* Task brief:
Please reproduce the items in the stretch from the line containing "Where can you see the window" through the line containing "Where can you see the woman", changing "Tag each one with a point" to "Mark each one with a dot" and keeping everything else the same.

* Pointing and labeling items:
— begin —
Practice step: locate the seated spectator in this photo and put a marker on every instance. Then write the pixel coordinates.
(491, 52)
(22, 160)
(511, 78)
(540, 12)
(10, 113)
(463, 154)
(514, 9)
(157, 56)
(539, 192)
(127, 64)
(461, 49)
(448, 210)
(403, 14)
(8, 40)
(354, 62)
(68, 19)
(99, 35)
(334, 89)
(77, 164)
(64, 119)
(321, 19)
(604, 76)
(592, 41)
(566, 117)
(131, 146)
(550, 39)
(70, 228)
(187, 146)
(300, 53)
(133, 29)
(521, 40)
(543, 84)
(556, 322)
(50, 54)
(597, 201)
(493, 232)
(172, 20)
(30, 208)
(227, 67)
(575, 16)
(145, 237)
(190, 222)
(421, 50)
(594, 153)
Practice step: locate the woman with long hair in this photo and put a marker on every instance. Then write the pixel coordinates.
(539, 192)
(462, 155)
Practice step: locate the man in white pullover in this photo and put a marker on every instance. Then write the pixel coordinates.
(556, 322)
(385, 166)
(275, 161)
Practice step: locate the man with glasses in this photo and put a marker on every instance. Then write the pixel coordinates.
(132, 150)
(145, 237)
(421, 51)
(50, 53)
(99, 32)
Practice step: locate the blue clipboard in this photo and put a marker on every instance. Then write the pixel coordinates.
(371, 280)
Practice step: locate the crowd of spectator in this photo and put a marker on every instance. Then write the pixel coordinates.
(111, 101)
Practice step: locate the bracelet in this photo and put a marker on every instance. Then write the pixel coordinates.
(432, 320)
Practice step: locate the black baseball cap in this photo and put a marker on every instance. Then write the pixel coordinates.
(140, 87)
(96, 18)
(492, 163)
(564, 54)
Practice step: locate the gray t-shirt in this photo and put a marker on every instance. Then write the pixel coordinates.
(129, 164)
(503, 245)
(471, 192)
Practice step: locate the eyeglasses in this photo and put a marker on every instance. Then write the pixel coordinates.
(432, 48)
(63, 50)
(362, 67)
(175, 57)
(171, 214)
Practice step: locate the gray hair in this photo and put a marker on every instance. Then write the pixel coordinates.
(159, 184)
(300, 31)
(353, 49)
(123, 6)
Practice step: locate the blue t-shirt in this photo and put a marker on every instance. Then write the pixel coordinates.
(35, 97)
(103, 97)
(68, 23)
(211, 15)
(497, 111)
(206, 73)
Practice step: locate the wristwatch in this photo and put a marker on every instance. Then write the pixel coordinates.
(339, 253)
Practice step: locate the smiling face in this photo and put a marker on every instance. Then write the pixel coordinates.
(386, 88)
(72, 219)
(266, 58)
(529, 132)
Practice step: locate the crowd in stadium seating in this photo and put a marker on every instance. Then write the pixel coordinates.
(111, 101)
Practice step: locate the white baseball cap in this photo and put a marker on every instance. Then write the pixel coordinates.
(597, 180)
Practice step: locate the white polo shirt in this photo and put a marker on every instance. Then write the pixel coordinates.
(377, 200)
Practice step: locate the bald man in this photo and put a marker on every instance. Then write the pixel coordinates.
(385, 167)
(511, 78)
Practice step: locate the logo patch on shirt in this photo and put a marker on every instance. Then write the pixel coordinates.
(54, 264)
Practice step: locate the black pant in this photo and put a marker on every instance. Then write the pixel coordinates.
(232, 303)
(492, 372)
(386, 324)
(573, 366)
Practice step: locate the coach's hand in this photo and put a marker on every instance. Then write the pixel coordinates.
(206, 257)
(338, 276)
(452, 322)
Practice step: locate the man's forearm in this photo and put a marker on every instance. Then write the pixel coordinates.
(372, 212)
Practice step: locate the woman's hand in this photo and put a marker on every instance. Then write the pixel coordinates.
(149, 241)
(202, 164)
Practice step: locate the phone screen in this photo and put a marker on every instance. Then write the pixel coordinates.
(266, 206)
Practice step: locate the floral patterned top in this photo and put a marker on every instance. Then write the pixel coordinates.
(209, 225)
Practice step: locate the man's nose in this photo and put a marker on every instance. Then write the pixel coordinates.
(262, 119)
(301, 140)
— end —
— begin —
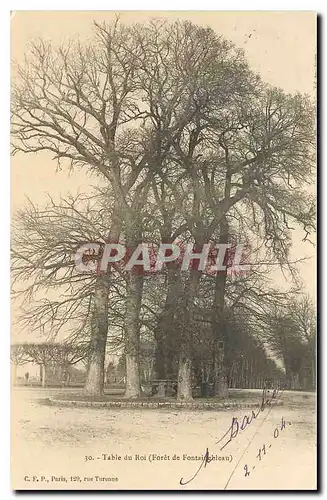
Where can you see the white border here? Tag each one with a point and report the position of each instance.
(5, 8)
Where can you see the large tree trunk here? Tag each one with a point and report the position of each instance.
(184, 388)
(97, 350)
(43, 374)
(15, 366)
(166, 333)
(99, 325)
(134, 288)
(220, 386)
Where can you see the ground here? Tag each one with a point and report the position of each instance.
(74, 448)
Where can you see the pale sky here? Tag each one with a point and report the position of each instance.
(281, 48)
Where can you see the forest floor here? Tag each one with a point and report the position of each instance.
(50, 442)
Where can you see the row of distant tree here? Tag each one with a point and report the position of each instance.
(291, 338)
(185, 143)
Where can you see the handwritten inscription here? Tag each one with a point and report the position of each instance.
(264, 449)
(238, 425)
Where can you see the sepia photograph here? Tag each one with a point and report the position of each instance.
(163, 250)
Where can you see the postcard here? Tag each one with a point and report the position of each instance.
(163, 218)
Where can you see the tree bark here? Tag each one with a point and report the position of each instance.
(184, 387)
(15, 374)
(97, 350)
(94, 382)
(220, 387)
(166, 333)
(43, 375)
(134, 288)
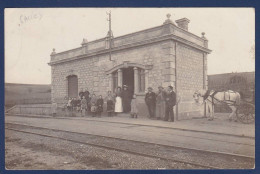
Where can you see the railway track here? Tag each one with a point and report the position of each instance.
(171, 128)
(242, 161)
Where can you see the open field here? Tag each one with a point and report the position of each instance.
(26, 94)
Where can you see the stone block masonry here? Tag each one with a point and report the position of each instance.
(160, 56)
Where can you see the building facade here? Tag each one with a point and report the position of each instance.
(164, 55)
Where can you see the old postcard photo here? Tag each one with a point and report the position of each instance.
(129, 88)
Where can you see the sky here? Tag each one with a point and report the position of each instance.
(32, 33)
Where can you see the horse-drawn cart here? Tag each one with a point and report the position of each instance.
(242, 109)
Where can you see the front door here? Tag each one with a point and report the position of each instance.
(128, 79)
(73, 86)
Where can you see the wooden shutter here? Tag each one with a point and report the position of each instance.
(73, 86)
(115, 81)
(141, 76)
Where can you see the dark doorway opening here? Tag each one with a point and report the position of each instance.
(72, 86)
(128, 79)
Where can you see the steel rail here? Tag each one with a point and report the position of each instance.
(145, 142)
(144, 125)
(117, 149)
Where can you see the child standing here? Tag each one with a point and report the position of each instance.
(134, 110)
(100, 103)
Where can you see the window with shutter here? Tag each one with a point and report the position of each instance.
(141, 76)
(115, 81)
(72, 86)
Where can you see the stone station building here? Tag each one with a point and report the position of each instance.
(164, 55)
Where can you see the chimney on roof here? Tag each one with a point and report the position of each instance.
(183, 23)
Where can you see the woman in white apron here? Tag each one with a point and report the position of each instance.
— end —
* In response:
Where can you see the window with shutter here? Mark each one with a dot and report the position of each instance.
(141, 76)
(115, 81)
(72, 86)
Where can you see the stone station building here? Mark each one with a dot and report the position of each instance.
(164, 55)
Where can you see the chimney on roof here? Mark each one with a dot and report the position of each instance.
(183, 23)
Where can you see the woman in white apron here? Mark each one with a dot and report the position of each instance.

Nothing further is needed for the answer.